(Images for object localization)
'''

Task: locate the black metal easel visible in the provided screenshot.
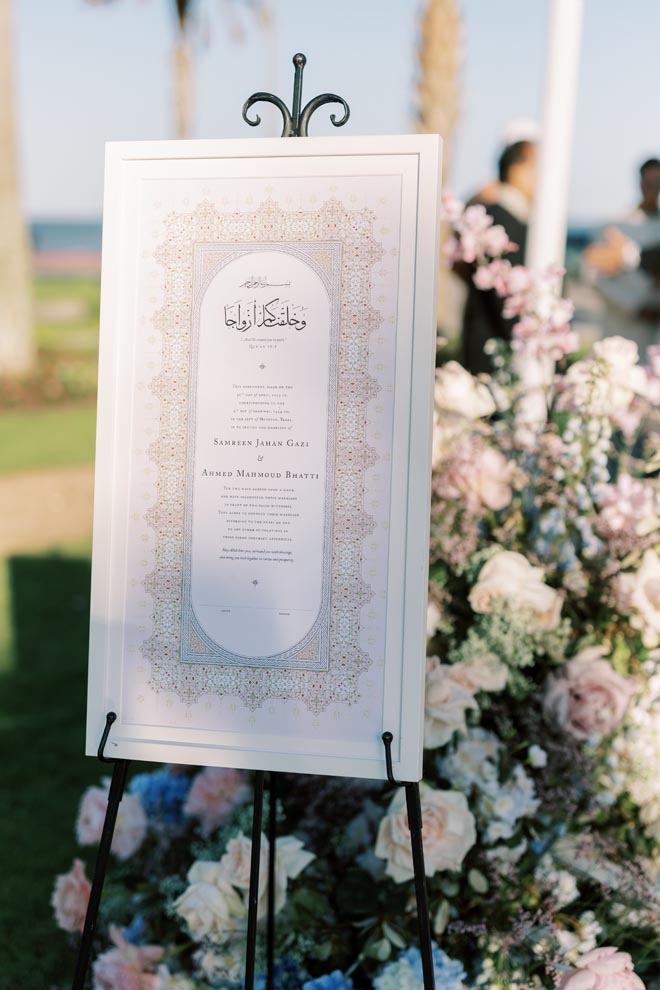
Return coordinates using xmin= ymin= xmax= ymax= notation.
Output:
xmin=72 ymin=54 xmax=435 ymax=990
xmin=72 ymin=713 xmax=130 ymax=990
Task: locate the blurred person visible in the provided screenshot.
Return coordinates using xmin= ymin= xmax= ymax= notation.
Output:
xmin=583 ymin=157 xmax=660 ymax=354
xmin=585 ymin=227 xmax=660 ymax=278
xmin=459 ymin=139 xmax=538 ymax=373
xmin=630 ymin=157 xmax=660 ymax=221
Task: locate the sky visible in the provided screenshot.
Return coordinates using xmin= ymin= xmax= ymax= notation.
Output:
xmin=10 ymin=0 xmax=660 ymax=222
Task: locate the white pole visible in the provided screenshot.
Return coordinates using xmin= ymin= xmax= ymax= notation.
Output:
xmin=517 ymin=0 xmax=584 ymax=434
xmin=526 ymin=0 xmax=585 ymax=272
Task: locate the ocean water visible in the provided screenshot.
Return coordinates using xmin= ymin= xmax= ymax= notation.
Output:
xmin=28 ymin=219 xmax=597 ymax=264
xmin=30 ymin=220 xmax=103 ymax=253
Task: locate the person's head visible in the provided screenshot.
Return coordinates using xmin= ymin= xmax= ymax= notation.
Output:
xmin=639 ymin=158 xmax=660 ymax=212
xmin=498 ymin=141 xmax=537 ymax=202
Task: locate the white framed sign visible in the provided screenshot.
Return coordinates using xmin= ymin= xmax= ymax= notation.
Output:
xmin=86 ymin=134 xmax=442 ymax=781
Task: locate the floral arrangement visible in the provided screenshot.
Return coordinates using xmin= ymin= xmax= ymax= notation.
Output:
xmin=52 ymin=195 xmax=660 ymax=989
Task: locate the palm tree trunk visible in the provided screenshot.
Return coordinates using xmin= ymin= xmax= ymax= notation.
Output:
xmin=416 ymin=0 xmax=462 ymax=338
xmin=174 ymin=29 xmax=193 ymax=139
xmin=0 ymin=0 xmax=34 ymax=375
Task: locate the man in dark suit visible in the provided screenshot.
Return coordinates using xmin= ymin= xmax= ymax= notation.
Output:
xmin=460 ymin=140 xmax=538 ymax=374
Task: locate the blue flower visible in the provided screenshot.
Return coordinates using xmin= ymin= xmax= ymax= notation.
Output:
xmin=302 ymin=971 xmax=353 ymax=990
xmin=254 ymin=956 xmax=308 ymax=990
xmin=128 ymin=768 xmax=191 ymax=825
xmin=374 ymin=944 xmax=466 ymax=990
xmin=122 ymin=914 xmax=147 ymax=945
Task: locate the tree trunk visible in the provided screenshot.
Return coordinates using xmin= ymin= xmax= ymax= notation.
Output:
xmin=0 ymin=0 xmax=34 ymax=375
xmin=416 ymin=0 xmax=462 ymax=339
xmin=173 ymin=29 xmax=193 ymax=138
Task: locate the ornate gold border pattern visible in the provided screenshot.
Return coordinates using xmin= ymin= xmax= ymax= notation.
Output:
xmin=141 ymin=198 xmax=385 ymax=713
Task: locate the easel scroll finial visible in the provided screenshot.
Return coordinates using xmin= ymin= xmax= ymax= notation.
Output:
xmin=97 ymin=711 xmax=118 ymax=763
xmin=382 ymin=730 xmax=406 ymax=786
xmin=242 ymin=52 xmax=350 ymax=137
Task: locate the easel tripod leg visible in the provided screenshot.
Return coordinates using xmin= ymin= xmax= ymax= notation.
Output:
xmin=381 ymin=733 xmax=435 ymax=990
xmin=245 ymin=770 xmax=265 ymax=990
xmin=405 ymin=782 xmax=435 ymax=990
xmin=72 ymin=757 xmax=130 ymax=990
xmin=266 ymin=771 xmax=277 ymax=990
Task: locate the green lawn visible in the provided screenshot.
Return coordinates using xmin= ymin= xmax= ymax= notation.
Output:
xmin=0 ymin=275 xmax=104 ymax=986
xmin=0 ymin=405 xmax=96 ymax=475
xmin=34 ymin=272 xmax=99 ymax=328
xmin=0 ymin=550 xmax=101 ymax=989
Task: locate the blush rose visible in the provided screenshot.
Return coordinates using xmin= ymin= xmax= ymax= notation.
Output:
xmin=617 ymin=549 xmax=660 ymax=648
xmin=469 ymin=551 xmax=562 ymax=632
xmin=51 ymin=858 xmax=91 ymax=933
xmin=424 ymin=658 xmax=478 ymax=748
xmin=76 ymin=778 xmax=147 ymax=861
xmin=184 ymin=767 xmax=250 ymax=836
xmin=92 ymin=924 xmax=164 ymax=990
xmin=446 ymin=444 xmax=513 ymax=513
xmin=375 ymin=783 xmax=476 ymax=882
xmin=544 ymin=647 xmax=637 ymax=742
xmin=560 ymin=945 xmax=646 ymax=990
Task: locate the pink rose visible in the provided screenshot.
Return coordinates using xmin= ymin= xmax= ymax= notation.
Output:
xmin=51 ymin=859 xmax=91 ymax=933
xmin=442 ymin=440 xmax=513 ymax=516
xmin=184 ymin=767 xmax=250 ymax=836
xmin=544 ymin=647 xmax=637 ymax=742
xmin=375 ymin=783 xmax=476 ymax=882
xmin=449 ymin=652 xmax=508 ymax=693
xmin=596 ymin=475 xmax=658 ymax=538
xmin=76 ymin=779 xmax=147 ymax=860
xmin=616 ymin=549 xmax=660 ymax=648
xmin=92 ymin=924 xmax=164 ymax=990
xmin=560 ymin=946 xmax=646 ymax=990
xmin=446 ymin=444 xmax=512 ymax=512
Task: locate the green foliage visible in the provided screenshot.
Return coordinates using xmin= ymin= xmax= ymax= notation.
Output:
xmin=0 ymin=405 xmax=96 ymax=475
xmin=0 ymin=551 xmax=99 ymax=990
xmin=0 ymin=275 xmax=100 ymax=411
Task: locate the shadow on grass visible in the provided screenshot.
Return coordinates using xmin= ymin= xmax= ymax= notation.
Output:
xmin=0 ymin=554 xmax=100 ymax=989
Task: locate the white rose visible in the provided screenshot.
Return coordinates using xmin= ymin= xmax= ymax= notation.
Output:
xmin=593 ymin=336 xmax=648 ymax=408
xmin=219 ymin=832 xmax=315 ymax=918
xmin=268 ymin=835 xmax=316 ymax=916
xmin=435 ymin=361 xmax=496 ymax=419
xmin=552 ymin=835 xmax=625 ymax=889
xmin=218 ymin=833 xmax=252 ymax=889
xmin=424 ymin=658 xmax=478 ymax=748
xmin=375 ymin=783 xmax=476 ymax=882
xmin=174 ymin=861 xmax=245 ymax=939
xmin=484 ymin=839 xmax=528 ymax=865
xmin=426 ymin=600 xmax=442 ymax=639
xmin=593 ymin=335 xmax=640 ymax=367
xmin=440 ymin=729 xmax=501 ymax=790
xmin=469 ymin=551 xmax=562 ymax=631
xmin=535 ymin=854 xmax=579 ymax=908
xmin=155 ymin=967 xmax=197 ymax=990
xmin=621 ymin=549 xmax=660 ymax=648
xmin=450 ymin=652 xmax=508 ymax=693
xmin=528 ymin=745 xmax=547 ymax=768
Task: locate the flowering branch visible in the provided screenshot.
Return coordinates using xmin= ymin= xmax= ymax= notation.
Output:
xmin=442 ymin=191 xmax=578 ymax=361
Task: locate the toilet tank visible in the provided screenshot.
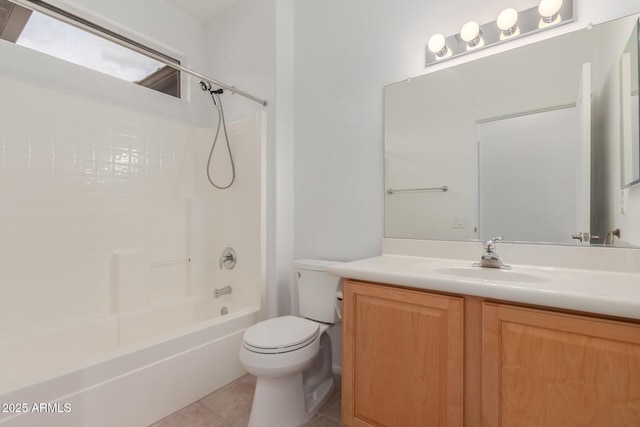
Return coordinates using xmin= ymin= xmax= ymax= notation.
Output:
xmin=294 ymin=259 xmax=343 ymax=324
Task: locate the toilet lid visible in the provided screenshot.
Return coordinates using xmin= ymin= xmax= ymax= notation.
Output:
xmin=243 ymin=316 xmax=319 ymax=354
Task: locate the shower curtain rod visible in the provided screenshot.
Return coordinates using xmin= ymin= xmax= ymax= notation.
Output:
xmin=7 ymin=0 xmax=268 ymax=106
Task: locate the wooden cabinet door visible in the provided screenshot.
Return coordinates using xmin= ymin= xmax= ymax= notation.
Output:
xmin=342 ymin=280 xmax=464 ymax=427
xmin=483 ymin=303 xmax=640 ymax=426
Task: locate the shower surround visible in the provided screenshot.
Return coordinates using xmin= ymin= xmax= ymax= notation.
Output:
xmin=0 ymin=75 xmax=266 ymax=426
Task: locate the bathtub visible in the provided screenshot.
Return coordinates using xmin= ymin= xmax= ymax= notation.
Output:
xmin=0 ymin=297 xmax=260 ymax=427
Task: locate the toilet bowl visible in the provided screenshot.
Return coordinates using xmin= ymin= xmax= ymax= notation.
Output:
xmin=239 ymin=259 xmax=342 ymax=427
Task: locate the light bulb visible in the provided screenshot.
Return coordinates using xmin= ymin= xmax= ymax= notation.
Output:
xmin=460 ymin=21 xmax=484 ymax=50
xmin=497 ymin=8 xmax=520 ymax=40
xmin=460 ymin=21 xmax=479 ymax=42
xmin=428 ymin=33 xmax=451 ymax=59
xmin=538 ymin=0 xmax=563 ymax=28
xmin=428 ymin=34 xmax=445 ymax=53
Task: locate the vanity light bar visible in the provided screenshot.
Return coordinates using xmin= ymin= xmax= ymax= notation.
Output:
xmin=427 ymin=0 xmax=574 ymax=65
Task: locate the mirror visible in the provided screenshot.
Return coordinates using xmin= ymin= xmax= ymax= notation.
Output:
xmin=621 ymin=19 xmax=640 ymax=188
xmin=385 ymin=13 xmax=640 ymax=247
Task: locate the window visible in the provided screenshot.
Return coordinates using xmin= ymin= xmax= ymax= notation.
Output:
xmin=0 ymin=0 xmax=180 ymax=97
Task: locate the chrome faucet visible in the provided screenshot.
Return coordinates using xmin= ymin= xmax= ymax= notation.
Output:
xmin=214 ymin=285 xmax=232 ymax=298
xmin=473 ymin=236 xmax=511 ymax=270
xmin=219 ymin=247 xmax=237 ymax=269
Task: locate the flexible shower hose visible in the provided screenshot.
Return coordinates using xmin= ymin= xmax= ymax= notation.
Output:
xmin=206 ymin=91 xmax=235 ymax=189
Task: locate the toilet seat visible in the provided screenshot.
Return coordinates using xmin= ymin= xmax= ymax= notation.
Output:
xmin=243 ymin=316 xmax=320 ymax=354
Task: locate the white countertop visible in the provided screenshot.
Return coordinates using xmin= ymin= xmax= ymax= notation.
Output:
xmin=328 ymin=254 xmax=640 ymax=320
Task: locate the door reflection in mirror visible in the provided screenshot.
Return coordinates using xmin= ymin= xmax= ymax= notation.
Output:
xmin=477 ymin=107 xmax=580 ymax=244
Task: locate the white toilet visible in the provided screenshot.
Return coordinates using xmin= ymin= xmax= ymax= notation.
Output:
xmin=239 ymin=259 xmax=342 ymax=427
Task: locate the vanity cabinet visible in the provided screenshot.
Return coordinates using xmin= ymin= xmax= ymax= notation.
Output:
xmin=342 ymin=279 xmax=640 ymax=427
xmin=342 ymin=280 xmax=464 ymax=427
xmin=482 ymin=303 xmax=640 ymax=427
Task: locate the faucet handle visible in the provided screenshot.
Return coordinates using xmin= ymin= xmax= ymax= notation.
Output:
xmin=219 ymin=247 xmax=237 ymax=270
xmin=484 ymin=236 xmax=503 ymax=251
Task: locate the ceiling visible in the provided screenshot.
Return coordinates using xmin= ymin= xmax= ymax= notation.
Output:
xmin=163 ymin=0 xmax=239 ymax=23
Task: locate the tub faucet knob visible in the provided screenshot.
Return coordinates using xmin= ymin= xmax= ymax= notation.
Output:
xmin=219 ymin=247 xmax=237 ymax=270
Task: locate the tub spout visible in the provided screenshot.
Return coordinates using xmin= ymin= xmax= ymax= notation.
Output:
xmin=214 ymin=286 xmax=232 ymax=298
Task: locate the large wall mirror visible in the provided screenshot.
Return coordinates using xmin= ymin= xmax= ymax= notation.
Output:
xmin=385 ymin=12 xmax=640 ymax=248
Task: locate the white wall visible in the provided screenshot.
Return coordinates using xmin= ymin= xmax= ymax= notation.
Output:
xmin=188 ymin=116 xmax=266 ymax=310
xmin=292 ymin=0 xmax=640 ymax=262
xmin=0 ymin=75 xmax=193 ymax=335
xmin=198 ymin=0 xmax=640 ymax=326
xmin=292 ymin=0 xmax=544 ymax=263
xmin=204 ymin=0 xmax=298 ymax=319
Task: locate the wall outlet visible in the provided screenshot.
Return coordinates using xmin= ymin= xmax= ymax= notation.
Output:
xmin=452 ymin=215 xmax=465 ymax=228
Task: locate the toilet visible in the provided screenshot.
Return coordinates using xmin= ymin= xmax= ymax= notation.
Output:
xmin=239 ymin=259 xmax=342 ymax=427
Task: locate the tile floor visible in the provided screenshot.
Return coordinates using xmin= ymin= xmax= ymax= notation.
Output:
xmin=151 ymin=374 xmax=342 ymax=427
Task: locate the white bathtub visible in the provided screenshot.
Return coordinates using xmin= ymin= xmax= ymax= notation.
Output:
xmin=0 ymin=297 xmax=260 ymax=427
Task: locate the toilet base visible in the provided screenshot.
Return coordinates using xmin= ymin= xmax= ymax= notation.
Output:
xmin=303 ymin=333 xmax=334 ymax=415
xmin=303 ymin=375 xmax=333 ymax=419
xmin=247 ymin=373 xmax=308 ymax=427
xmin=246 ymin=333 xmax=334 ymax=427
xmin=247 ymin=373 xmax=334 ymax=427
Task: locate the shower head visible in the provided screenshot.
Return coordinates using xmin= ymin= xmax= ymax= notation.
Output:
xmin=200 ymin=81 xmax=224 ymax=95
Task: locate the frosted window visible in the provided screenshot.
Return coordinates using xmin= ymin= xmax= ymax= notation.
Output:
xmin=0 ymin=0 xmax=180 ymax=97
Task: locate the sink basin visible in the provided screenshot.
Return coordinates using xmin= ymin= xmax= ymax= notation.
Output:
xmin=431 ymin=266 xmax=551 ymax=284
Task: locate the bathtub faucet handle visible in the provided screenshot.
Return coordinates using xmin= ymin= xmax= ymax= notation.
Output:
xmin=219 ymin=247 xmax=237 ymax=270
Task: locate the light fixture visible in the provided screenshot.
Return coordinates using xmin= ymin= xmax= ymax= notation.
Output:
xmin=497 ymin=8 xmax=520 ymax=40
xmin=425 ymin=0 xmax=573 ymax=65
xmin=460 ymin=21 xmax=484 ymax=50
xmin=428 ymin=33 xmax=451 ymax=60
xmin=538 ymin=0 xmax=563 ymax=28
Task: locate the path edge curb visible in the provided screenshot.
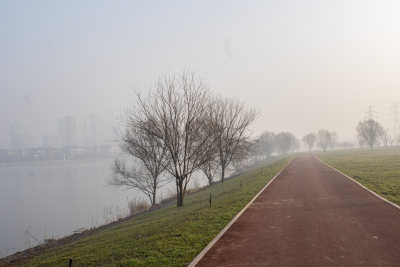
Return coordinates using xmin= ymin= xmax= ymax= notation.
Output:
xmin=317 ymin=156 xmax=400 ymax=210
xmin=188 ymin=158 xmax=293 ymax=267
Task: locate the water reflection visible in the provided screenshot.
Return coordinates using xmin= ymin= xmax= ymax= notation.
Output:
xmin=0 ymin=159 xmax=175 ymax=256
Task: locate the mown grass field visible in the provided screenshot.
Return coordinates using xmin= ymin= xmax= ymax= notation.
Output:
xmin=10 ymin=158 xmax=290 ymax=267
xmin=319 ymin=147 xmax=400 ymax=206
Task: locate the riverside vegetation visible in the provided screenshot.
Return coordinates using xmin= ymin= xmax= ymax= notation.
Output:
xmin=2 ymin=158 xmax=290 ymax=267
xmin=319 ymin=147 xmax=400 ymax=206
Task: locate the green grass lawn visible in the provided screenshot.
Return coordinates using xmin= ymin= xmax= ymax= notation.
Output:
xmin=13 ymin=158 xmax=290 ymax=267
xmin=319 ymin=147 xmax=400 ymax=206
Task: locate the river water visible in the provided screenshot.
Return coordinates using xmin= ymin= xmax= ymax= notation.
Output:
xmin=0 ymin=159 xmax=181 ymax=257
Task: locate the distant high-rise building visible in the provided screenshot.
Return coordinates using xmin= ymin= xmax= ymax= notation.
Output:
xmin=86 ymin=112 xmax=118 ymax=147
xmin=58 ymin=113 xmax=118 ymax=148
xmin=58 ymin=118 xmax=65 ymax=142
xmin=10 ymin=122 xmax=34 ymax=149
xmin=43 ymin=135 xmax=62 ymax=147
xmin=58 ymin=115 xmax=85 ymax=147
xmin=64 ymin=116 xmax=77 ymax=147
xmin=87 ymin=114 xmax=100 ymax=147
xmin=76 ymin=116 xmax=87 ymax=147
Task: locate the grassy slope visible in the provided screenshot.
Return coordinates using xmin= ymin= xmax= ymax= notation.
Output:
xmin=15 ymin=158 xmax=290 ymax=267
xmin=319 ymin=148 xmax=400 ymax=206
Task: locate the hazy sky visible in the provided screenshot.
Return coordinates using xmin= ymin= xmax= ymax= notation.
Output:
xmin=1 ymin=0 xmax=400 ymax=148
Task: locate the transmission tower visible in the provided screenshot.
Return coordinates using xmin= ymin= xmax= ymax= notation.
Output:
xmin=364 ymin=106 xmax=377 ymax=120
xmin=389 ymin=102 xmax=400 ymax=138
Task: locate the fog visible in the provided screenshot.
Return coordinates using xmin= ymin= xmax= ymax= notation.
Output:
xmin=1 ymin=0 xmax=400 ymax=148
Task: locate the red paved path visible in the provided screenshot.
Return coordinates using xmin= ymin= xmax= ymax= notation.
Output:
xmin=195 ymin=155 xmax=400 ymax=266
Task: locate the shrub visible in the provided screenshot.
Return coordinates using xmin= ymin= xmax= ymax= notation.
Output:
xmin=127 ymin=198 xmax=150 ymax=215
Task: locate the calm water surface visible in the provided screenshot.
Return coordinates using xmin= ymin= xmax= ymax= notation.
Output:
xmin=0 ymin=159 xmax=176 ymax=256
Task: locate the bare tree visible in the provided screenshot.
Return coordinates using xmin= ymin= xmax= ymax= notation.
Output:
xmin=396 ymin=134 xmax=400 ymax=146
xmin=317 ymin=130 xmax=331 ymax=152
xmin=231 ymin=139 xmax=255 ymax=166
xmin=341 ymin=141 xmax=354 ymax=150
xmin=132 ymin=71 xmax=217 ymax=207
xmin=291 ymin=136 xmax=301 ymax=152
xmin=358 ymin=135 xmax=366 ymax=149
xmin=381 ymin=129 xmax=390 ymax=148
xmin=111 ymin=123 xmax=168 ymax=207
xmin=356 ymin=119 xmax=383 ymax=150
xmin=200 ymin=158 xmax=219 ymax=185
xmin=302 ymin=133 xmax=316 ymax=151
xmin=258 ymin=131 xmax=276 ymax=158
xmin=209 ymin=97 xmax=257 ymax=182
xmin=389 ymin=135 xmax=400 ymax=146
xmin=276 ymin=132 xmax=296 ymax=156
xmin=112 ymin=160 xmax=169 ymax=207
xmin=328 ymin=132 xmax=338 ymax=150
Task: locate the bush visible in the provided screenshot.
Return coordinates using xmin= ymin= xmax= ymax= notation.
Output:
xmin=127 ymin=198 xmax=150 ymax=215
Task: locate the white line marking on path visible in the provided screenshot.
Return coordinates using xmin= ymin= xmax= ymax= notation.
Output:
xmin=317 ymin=157 xmax=400 ymax=210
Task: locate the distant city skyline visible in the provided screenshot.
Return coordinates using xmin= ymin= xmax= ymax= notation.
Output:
xmin=8 ymin=112 xmax=120 ymax=149
xmin=1 ymin=1 xmax=400 ymax=148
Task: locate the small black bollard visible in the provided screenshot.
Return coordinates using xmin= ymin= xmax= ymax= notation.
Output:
xmin=69 ymin=259 xmax=72 ymax=267
xmin=240 ymin=180 xmax=242 ymax=189
xmin=261 ymin=169 xmax=263 ymax=175
xmin=209 ymin=193 xmax=212 ymax=207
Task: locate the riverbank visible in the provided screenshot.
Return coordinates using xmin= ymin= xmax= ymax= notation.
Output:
xmin=0 ymin=157 xmax=114 ymax=168
xmin=0 ymin=157 xmax=290 ymax=266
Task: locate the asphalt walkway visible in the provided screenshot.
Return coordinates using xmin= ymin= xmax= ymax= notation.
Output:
xmin=194 ymin=155 xmax=400 ymax=266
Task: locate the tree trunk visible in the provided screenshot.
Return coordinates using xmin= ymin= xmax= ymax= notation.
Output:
xmin=148 ymin=195 xmax=153 ymax=207
xmin=176 ymin=182 xmax=180 ymax=207
xmin=152 ymin=189 xmax=156 ymax=207
xmin=219 ymin=142 xmax=224 ymax=182
xmin=207 ymin=174 xmax=213 ymax=185
xmin=177 ymin=180 xmax=184 ymax=207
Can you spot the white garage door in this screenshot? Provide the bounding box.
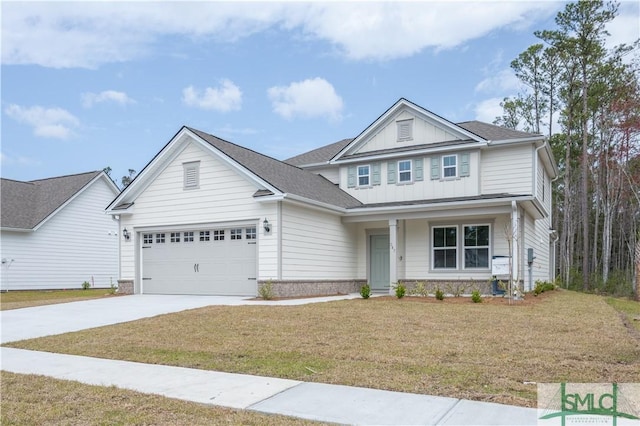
[141,226,257,295]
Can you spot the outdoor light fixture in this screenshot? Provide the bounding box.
[123,228,130,240]
[263,218,270,232]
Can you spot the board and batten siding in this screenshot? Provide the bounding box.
[0,178,119,290]
[481,145,533,195]
[280,203,357,280]
[354,110,462,154]
[523,212,551,289]
[119,141,278,284]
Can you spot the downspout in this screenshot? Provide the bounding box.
[533,141,547,199]
[511,201,519,287]
[111,214,122,285]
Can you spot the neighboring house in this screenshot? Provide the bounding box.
[106,98,558,297]
[1,171,120,290]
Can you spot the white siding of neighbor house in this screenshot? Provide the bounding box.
[341,151,480,204]
[119,141,278,286]
[481,145,533,195]
[280,203,357,280]
[0,177,119,290]
[354,110,463,154]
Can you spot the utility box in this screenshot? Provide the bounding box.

'''

» **Problem requirements**:
Looking at the entries above, report how many of their lines include "toilet", and add nothing else.

» **Output of the exercise**:
7